• Provided records:
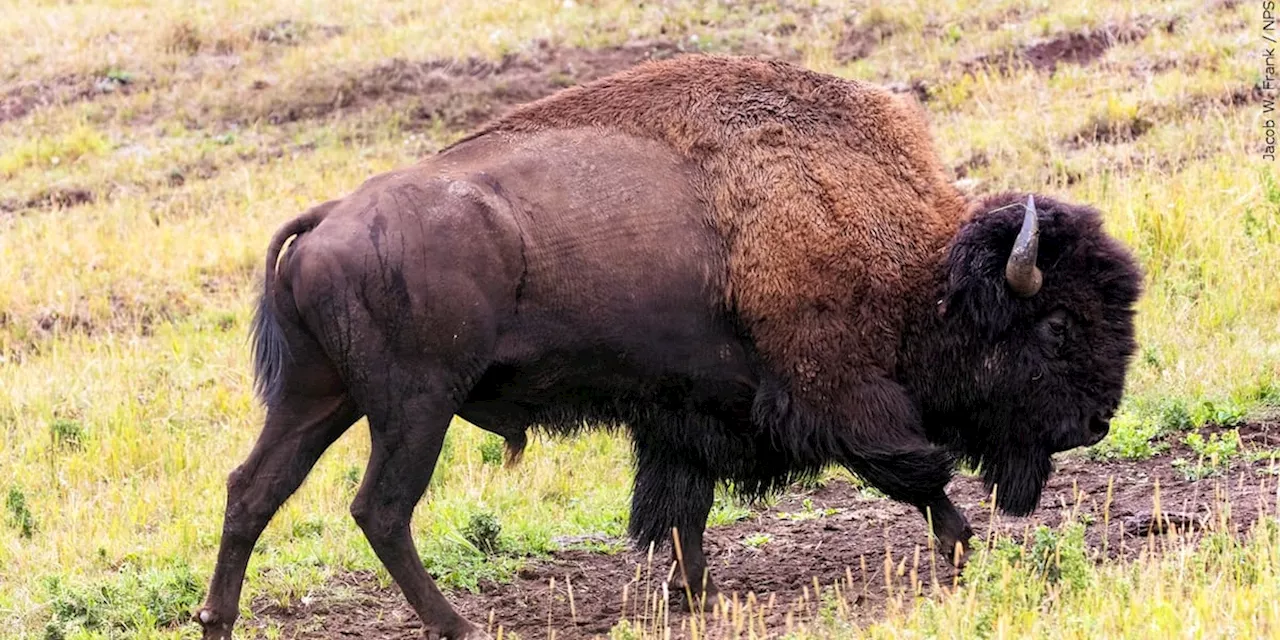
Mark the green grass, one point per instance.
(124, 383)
--
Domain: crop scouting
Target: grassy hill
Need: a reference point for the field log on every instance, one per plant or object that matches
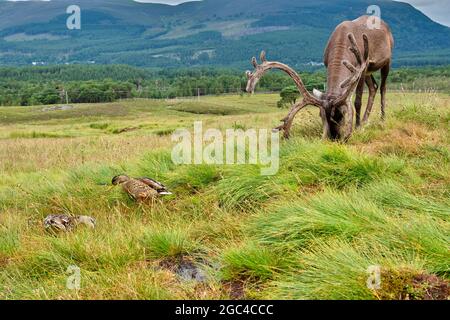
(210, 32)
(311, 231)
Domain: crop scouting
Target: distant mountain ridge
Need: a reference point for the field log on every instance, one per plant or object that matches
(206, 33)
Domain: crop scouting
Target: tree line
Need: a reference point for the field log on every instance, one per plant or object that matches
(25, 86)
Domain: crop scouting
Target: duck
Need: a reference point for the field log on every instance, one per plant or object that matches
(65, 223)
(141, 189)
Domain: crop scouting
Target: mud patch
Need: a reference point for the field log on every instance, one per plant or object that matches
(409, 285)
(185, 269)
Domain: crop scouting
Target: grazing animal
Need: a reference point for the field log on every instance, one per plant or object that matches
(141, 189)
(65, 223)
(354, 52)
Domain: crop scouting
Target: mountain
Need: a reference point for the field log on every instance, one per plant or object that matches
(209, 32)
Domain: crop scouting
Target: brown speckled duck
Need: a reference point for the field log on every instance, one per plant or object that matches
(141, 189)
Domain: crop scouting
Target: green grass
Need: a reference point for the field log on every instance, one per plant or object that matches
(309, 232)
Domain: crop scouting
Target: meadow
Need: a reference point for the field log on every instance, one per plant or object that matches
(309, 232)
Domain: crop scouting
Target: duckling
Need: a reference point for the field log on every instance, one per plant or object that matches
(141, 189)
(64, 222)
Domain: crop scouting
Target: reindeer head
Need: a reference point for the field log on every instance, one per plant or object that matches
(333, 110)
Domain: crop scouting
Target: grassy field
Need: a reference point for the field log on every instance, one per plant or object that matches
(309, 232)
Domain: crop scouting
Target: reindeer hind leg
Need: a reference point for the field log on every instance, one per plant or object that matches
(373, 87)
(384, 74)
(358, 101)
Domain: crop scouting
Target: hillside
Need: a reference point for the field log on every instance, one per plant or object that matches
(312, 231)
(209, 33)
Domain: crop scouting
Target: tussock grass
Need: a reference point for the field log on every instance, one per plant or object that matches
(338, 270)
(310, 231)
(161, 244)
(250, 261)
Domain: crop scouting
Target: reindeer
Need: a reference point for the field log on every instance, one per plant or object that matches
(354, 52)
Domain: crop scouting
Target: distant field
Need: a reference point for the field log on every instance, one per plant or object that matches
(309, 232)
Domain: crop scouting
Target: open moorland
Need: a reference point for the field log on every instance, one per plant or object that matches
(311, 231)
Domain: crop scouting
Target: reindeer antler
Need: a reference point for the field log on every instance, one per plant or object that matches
---
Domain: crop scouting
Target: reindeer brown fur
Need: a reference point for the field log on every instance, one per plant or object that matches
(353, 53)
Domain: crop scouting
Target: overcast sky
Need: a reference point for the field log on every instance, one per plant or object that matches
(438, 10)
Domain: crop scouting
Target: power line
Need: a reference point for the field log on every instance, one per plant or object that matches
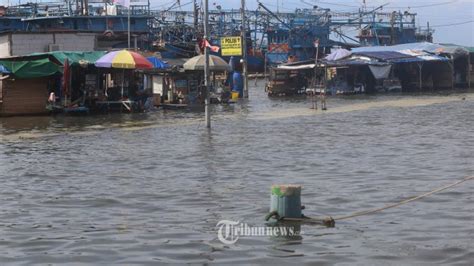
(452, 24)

• Exercise task: Find every line in the rows above that contains the string "brown", and copy each one. Case counts when matching.

• Final answer:
Target: brown speckled duck
Target: reindeer brown fur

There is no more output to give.